[Location labeling records]
╔══
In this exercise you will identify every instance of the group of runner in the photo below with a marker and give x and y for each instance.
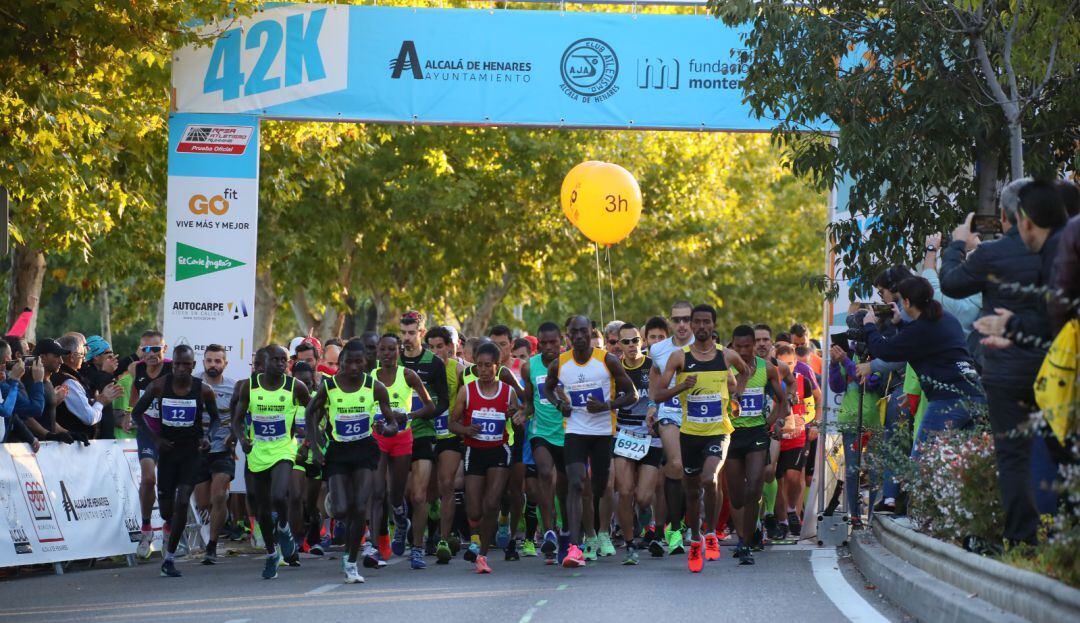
(418, 443)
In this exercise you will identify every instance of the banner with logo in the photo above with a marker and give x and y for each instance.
(68, 501)
(477, 67)
(212, 234)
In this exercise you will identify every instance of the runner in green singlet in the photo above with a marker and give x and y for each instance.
(271, 398)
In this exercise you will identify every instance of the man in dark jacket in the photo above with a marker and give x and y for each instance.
(1008, 374)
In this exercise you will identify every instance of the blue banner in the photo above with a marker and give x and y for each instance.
(475, 67)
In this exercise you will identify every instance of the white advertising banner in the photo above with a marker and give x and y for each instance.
(212, 235)
(68, 501)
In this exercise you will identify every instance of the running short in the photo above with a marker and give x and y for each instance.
(400, 445)
(177, 468)
(555, 451)
(146, 447)
(594, 450)
(423, 448)
(697, 448)
(345, 458)
(747, 441)
(218, 463)
(480, 460)
(793, 459)
(653, 458)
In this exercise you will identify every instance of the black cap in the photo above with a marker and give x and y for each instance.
(50, 348)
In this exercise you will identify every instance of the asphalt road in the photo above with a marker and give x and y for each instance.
(781, 586)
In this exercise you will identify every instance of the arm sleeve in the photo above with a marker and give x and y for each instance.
(79, 404)
(962, 276)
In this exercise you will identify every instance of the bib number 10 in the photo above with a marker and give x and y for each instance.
(300, 44)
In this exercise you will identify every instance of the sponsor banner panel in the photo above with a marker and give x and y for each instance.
(470, 67)
(67, 502)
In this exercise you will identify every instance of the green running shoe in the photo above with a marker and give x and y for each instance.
(589, 553)
(605, 547)
(674, 539)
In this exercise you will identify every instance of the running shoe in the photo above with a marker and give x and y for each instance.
(605, 547)
(145, 544)
(416, 559)
(674, 542)
(169, 570)
(471, 553)
(712, 547)
(443, 553)
(771, 527)
(352, 574)
(795, 524)
(285, 542)
(372, 557)
(270, 569)
(590, 552)
(574, 557)
(401, 536)
(550, 544)
(693, 560)
(482, 565)
(512, 551)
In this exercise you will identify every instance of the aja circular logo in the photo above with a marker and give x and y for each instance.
(590, 67)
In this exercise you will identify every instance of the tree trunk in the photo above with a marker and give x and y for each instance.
(476, 324)
(27, 272)
(266, 308)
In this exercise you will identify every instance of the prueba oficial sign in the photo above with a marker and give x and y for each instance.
(470, 67)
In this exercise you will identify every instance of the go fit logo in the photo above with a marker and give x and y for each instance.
(217, 204)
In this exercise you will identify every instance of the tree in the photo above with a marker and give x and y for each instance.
(906, 99)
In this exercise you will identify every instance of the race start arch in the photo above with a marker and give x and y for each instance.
(402, 65)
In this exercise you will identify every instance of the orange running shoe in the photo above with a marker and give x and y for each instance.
(574, 557)
(482, 565)
(712, 547)
(693, 559)
(383, 544)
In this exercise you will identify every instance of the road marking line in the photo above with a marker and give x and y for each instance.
(323, 588)
(836, 587)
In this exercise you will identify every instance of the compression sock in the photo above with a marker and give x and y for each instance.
(769, 497)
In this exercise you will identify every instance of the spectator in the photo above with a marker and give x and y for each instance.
(933, 344)
(102, 369)
(79, 414)
(1009, 373)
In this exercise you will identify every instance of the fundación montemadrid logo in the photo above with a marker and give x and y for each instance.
(589, 68)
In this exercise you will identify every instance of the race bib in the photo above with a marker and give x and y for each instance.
(179, 412)
(540, 390)
(443, 424)
(632, 446)
(352, 427)
(752, 403)
(704, 408)
(580, 393)
(491, 424)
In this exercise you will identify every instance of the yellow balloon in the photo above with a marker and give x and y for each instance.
(568, 181)
(603, 200)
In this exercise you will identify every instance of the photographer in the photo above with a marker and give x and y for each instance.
(934, 346)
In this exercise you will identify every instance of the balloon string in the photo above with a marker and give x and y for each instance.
(607, 251)
(599, 292)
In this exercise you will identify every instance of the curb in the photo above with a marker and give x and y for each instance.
(918, 593)
(1021, 593)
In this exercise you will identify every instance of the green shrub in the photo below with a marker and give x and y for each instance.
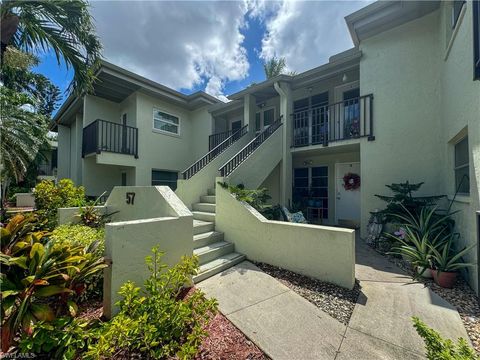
(49, 197)
(443, 349)
(64, 338)
(156, 323)
(81, 235)
(39, 277)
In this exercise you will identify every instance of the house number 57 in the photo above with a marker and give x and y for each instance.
(130, 198)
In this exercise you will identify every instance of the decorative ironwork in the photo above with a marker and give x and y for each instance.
(212, 154)
(243, 154)
(108, 136)
(348, 119)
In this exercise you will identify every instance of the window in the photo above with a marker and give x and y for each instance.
(462, 168)
(310, 191)
(476, 39)
(164, 178)
(165, 122)
(456, 10)
(268, 116)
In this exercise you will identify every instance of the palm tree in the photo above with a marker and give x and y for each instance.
(64, 26)
(275, 66)
(22, 133)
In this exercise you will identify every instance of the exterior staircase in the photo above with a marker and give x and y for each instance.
(214, 253)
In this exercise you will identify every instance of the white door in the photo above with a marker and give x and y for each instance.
(347, 202)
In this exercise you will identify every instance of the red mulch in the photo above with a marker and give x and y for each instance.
(225, 341)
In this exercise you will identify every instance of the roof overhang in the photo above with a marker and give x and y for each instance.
(385, 15)
(115, 84)
(341, 62)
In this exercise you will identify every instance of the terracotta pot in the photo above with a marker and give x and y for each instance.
(427, 273)
(445, 279)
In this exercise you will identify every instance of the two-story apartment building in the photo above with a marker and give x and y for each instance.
(403, 104)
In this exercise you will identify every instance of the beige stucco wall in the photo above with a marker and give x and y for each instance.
(63, 152)
(156, 218)
(190, 190)
(257, 167)
(425, 98)
(400, 67)
(460, 109)
(322, 252)
(324, 157)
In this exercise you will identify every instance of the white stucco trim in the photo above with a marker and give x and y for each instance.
(455, 30)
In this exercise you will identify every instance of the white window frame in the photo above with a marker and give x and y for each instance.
(155, 109)
(461, 166)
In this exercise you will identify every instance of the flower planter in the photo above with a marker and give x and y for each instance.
(426, 273)
(445, 279)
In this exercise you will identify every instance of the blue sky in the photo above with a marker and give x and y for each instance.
(218, 47)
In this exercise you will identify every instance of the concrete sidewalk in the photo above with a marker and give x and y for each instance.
(288, 327)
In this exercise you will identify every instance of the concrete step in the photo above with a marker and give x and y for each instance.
(204, 216)
(208, 198)
(213, 251)
(207, 238)
(214, 267)
(200, 227)
(205, 207)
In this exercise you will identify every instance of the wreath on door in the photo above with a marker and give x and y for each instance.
(351, 181)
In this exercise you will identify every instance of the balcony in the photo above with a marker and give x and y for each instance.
(105, 136)
(345, 120)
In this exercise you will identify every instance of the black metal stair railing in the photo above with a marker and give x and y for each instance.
(212, 154)
(243, 154)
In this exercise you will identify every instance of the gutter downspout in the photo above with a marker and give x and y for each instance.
(286, 170)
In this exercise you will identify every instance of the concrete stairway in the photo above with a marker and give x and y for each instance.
(214, 253)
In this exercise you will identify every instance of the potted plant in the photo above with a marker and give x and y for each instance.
(447, 262)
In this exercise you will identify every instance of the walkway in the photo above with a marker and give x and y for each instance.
(286, 326)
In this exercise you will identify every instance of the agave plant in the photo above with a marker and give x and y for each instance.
(428, 222)
(33, 270)
(447, 259)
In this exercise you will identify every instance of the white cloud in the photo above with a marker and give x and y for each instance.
(178, 44)
(307, 33)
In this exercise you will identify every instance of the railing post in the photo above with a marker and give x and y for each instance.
╚══
### WRITTEN PROBLEM
Verbatim reproduction of every record is required; images are left out.

### COMPLETED TASK
In this exercise you will identify every instance of the group of runner in the photo below with a marker and give x and y for each instance.
(418, 443)
In this exercise you will identify every instance of the banner with logo in the photo above with a marker and give x and y for each instance.
(68, 501)
(477, 67)
(212, 234)
In this exercise you will identify every instance of the runner in green singlet in the photo above with a marker and give x and y for each instance.
(271, 398)
In this exercise you will identify every instance of the man in dark jacket in the photo above with a marker and give x and y for each instance.
(1008, 374)
In this exercise you will identify every instance of the blue banner in the photo above with a marker and give x and y for each instance.
(475, 67)
In this exercise you will identify every instance of the white advertising banner in the photo above with a marker and give x and y for each instance.
(212, 235)
(68, 501)
In this exercise you will identify every instance of the running short in the photo above with a marker and give x and y for each instance.
(400, 445)
(177, 468)
(555, 451)
(146, 447)
(594, 450)
(423, 448)
(697, 448)
(345, 458)
(747, 441)
(218, 463)
(480, 460)
(793, 459)
(653, 458)
In this exercise you will identify every instance of the black cap in the photo above with a marker and give x and y for each instance.
(50, 348)
In this exercise you will identify every instance of the asphalt road in the photo above with a marker and give x and y for each instance.
(781, 586)
In this exercise you will identify every instance of the arm sleeve in the photo above with a marker and give x and y for each instance.
(79, 404)
(962, 276)
In this exercise you will identify every instance of the bib number 10 in the photo above with a marker and give x and y for each instance.
(300, 44)
In this exercise you will identify every instance of the sponsor banner panel in the photo above with a marker and give x and y for each instance.
(470, 67)
(67, 502)
In this exercise you will identify every instance of the green running shoe in the photo above with a marker and give x and y for each instance.
(589, 553)
(605, 547)
(674, 539)
In this exercise you will identify every instance of the running shoe in the photo above with a marker and give x and y for each instance.
(605, 547)
(145, 544)
(416, 559)
(674, 542)
(169, 570)
(471, 553)
(712, 547)
(443, 553)
(771, 527)
(352, 574)
(795, 524)
(285, 542)
(372, 557)
(270, 569)
(590, 552)
(574, 557)
(401, 536)
(550, 544)
(693, 560)
(482, 565)
(512, 551)
In this exercise you will identify every instance of the aja circular logo in the photo above with a marker and give x and y for each instance.
(590, 67)
In this exercise you will identify every instance of the tree trunk in the photo above with a marker and give x and y for each instance.
(476, 324)
(27, 272)
(266, 308)
In this exercise you will identify every instance of the prueba oficial sign in the photo above with a marker and give x and y for each instance.
(470, 67)
In this exercise you will identify every instance of the go fit logo in the photo above with a marker and give x and y for each instance.
(217, 204)
In this exercise you will identify every instance of the tree in the photo above with a marker and give x and y for each instance.
(906, 99)
In this exercise you will identify every instance of the race start arch in the photo above with a marker and give x and y for each instance.
(402, 65)
In this exercise you will identify every instance of the orange running shoe in the photo above with a marker and give x and y for each instance.
(574, 557)
(482, 565)
(712, 547)
(693, 559)
(383, 544)
In this exercise you will identify every instance of the road marking line in the photo above with a marker and give x and y for each instance.
(323, 588)
(836, 587)
In this exercise you will identify every instance of the compression sock in the photo above with a marker and give x and y for each instance.
(769, 497)
In this exercise you will identify every instance of the spectator in the photo above with a marker and give x and y for each instance.
(933, 344)
(102, 369)
(79, 414)
(1009, 373)
In this exercise you will identify every instance of the fundación montemadrid logo in the photo above with a marker and give x and y for each instance.
(589, 68)
In this exercise you will identify every instance of the race bib in the photo above with a marker and give x and y for each instance.
(179, 412)
(540, 390)
(443, 424)
(632, 446)
(352, 427)
(752, 403)
(704, 408)
(580, 393)
(491, 424)
In this exercise you will identify every instance of the yellow balloon in the photo above with a marker and give x and y for each instance.
(568, 181)
(603, 200)
In this exercise you will identify every instance of the photographer in the photo above with a marker and give x and y for each instance.
(934, 346)
In this exercise you will identify every instance of the balloon string in the photo above with a marker and give x and y for each instance.
(607, 251)
(599, 292)
In this exercise you will identify every instance of the curb in the photo above with a marker and give x and y for each instance.
(918, 593)
(1021, 593)
In this exercise you will identify every instance of the green shrub in the photo below with a marker and give x and y for each instance.
(49, 197)
(443, 349)
(64, 338)
(156, 323)
(81, 235)
(39, 277)
In this exercise you will identify every instance of the house number 57 in the photo above with a marker and give x and y for each instance.
(130, 198)
In this exercise you will identify every instance of the decorative ironwork in the photo above with a marker and give x and y for each instance.
(212, 154)
(243, 154)
(108, 136)
(348, 119)
In this exercise you will identify every instance of the window in the photo above with a marker and give x and y for each instance.
(462, 168)
(310, 191)
(476, 39)
(164, 178)
(165, 122)
(456, 10)
(268, 116)
In this exercise you will identify every instance of the palm tree in the photo above with a marker and give x and y for each instance.
(64, 26)
(275, 66)
(22, 133)
In this exercise you will identify every instance of the exterior staircase in the photo above with a marker and give x and y for each instance.
(214, 253)
In this exercise you will identify every instance of the white door in the photo above with a marker and give x and y for each instance.
(347, 202)
In this exercise you will identify every instance of the red mulch in the photo above with a marker and give x and y for each instance.
(225, 341)
In this exercise you will identify every instance of the roof overhang in the photo above with a marker and give x and y for each instance.
(385, 15)
(115, 84)
(341, 62)
In this exercise you will identify every instance of the terracotta pot in the photo above with a marker and give x and y for each instance.
(427, 273)
(445, 279)
In this exercise you will identify every instance of the two-story apartment building in the photo above with a marker and give x and y for each instance.
(403, 104)
In this exercise you will identify every instance of the beige stucco wall in the photo above with a marker and give x and y for each instance.
(63, 152)
(156, 218)
(190, 190)
(257, 167)
(425, 98)
(400, 67)
(460, 109)
(322, 252)
(324, 157)
In this exercise you will identify every instance of the white stucco trim in the photo above with a marker and give x and y for each instance.
(455, 30)
In this exercise you will identify every instance of the white window frame in the photo above with a marker and give x and y for each instance.
(155, 109)
(461, 166)
In this exercise you will identify every instance of the flower planter in the photo above with a marker and give x and y for each instance.
(426, 273)
(445, 279)
In this exercise you will identify every instance of the blue sky in the photo above with a marker and give x and y for each instance.
(218, 47)
In this exercise you will identify every instance of the concrete sidewalk in the photo above with a marker and give x and y for each instance.
(288, 327)
In this exercise you will identify every instance of the concrete step in the photo above with a marker and give x and y for each instance.
(204, 216)
(208, 198)
(213, 251)
(207, 238)
(214, 267)
(200, 227)
(205, 207)
In this exercise you will identify every instance of the wreath on door in the photo above with a marker and give x and y for each instance.
(351, 181)
In this exercise you will identify every instance of the balcony in the photo above with a marker and give x and y for each instance.
(105, 136)
(345, 120)
In this exercise you will identify every instance of the black metal stair railing in the photo above with a marker and give x and y for each instance.
(212, 154)
(243, 154)
In this exercise you will identify every instance of the gutter downspout in the photo above with a marker and give x and y for each instance.
(286, 170)
In this exercise you will identify every instance of the concrete stairway in the photo above with a marker and give x and y for each instance.
(214, 253)
In this exercise you will identify every instance of the potted plant in the photo above with a marker and give x and y for each instance.
(447, 262)
In this exercise you will identify every instance of the walkway in the photo above with a marker and give x and y for each instance.
(286, 326)
In this exercise you will identify every instance of the agave plant in the photo above with a marker and give x and y for each instance.
(428, 222)
(33, 270)
(447, 259)
In this exercise you will identify every instance of the white cloud in the photo above with a marker and give x and y for each instance.
(178, 44)
(307, 33)
In this exercise you will identify every instance of the railing post in the photo above with a marker and give x and y for each instance.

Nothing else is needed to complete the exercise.